WORK INSTRUCTIONS: Swap "plan a grasp" for "plan a lift" in the rows starting with the row that contains "As a warehouse robot's perception module, locate stove" and going on through the row that contains "As a warehouse robot's perception module, locate fingers", and give only those rows back with everything else unchanged.

STORED ROWS:

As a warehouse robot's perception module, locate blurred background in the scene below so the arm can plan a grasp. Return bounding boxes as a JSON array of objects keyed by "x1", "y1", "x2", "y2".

==

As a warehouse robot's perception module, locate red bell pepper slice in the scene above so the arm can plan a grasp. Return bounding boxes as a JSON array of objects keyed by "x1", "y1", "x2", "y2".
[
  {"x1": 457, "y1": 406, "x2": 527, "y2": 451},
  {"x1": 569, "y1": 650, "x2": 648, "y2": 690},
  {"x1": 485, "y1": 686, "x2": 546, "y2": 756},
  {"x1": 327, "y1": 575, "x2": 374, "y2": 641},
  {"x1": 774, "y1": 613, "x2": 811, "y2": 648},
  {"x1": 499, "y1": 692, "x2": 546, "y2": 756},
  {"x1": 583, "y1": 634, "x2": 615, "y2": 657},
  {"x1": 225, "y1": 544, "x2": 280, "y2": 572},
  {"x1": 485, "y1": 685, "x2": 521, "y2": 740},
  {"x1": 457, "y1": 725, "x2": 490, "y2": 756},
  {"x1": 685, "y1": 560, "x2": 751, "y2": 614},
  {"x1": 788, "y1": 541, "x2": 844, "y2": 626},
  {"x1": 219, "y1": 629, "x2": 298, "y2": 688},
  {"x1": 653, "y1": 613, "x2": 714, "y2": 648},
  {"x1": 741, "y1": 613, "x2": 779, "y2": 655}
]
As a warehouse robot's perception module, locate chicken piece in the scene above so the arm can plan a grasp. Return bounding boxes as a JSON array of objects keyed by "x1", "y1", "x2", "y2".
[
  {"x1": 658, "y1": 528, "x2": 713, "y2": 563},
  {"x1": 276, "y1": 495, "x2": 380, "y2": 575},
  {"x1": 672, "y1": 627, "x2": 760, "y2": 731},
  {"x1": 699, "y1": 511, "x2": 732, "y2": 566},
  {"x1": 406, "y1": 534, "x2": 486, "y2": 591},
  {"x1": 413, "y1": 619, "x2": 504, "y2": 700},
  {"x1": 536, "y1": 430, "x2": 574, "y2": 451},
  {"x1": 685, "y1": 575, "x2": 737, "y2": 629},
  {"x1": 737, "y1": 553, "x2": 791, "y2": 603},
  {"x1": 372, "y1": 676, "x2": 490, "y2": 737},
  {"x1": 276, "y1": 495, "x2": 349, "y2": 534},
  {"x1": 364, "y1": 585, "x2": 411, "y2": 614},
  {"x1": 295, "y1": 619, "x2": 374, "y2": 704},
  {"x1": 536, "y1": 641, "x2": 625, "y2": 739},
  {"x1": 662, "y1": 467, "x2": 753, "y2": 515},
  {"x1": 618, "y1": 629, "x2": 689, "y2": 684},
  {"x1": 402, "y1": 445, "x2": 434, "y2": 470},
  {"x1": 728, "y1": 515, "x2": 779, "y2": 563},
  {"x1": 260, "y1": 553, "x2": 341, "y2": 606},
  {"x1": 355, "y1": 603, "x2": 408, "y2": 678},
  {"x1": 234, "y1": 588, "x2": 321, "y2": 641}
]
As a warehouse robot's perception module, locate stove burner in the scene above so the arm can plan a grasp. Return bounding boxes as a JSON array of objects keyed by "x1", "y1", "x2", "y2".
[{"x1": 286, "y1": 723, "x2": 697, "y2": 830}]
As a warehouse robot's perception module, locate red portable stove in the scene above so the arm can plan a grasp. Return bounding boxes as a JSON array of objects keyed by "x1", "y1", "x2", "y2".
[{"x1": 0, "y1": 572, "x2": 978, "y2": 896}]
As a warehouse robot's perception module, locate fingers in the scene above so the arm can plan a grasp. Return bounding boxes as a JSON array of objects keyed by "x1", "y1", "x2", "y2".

RESPONSE TO THE EXERCISE:
As a warehouse robot's perception module, locate stove burner in the scene above so the arm can plan a lift. Return bounding boxes as a JSON array of objects keyed by "x1", "y1", "x2", "y2".
[{"x1": 286, "y1": 723, "x2": 697, "y2": 830}]
As a warehouse robot's perception module, locate red portable stove in the scene above so the arm can plan a lift. Return bounding boxes as a JSON array of objects keyed by "x1", "y1", "x2", "y2".
[{"x1": 0, "y1": 572, "x2": 978, "y2": 896}]
As a warehouse robot's perception module, locate fingers in the scene above so the arm can plan a lift. Return bounding boxes as a JSON array of objects keyed by "x1", "y1", "x2", "y2".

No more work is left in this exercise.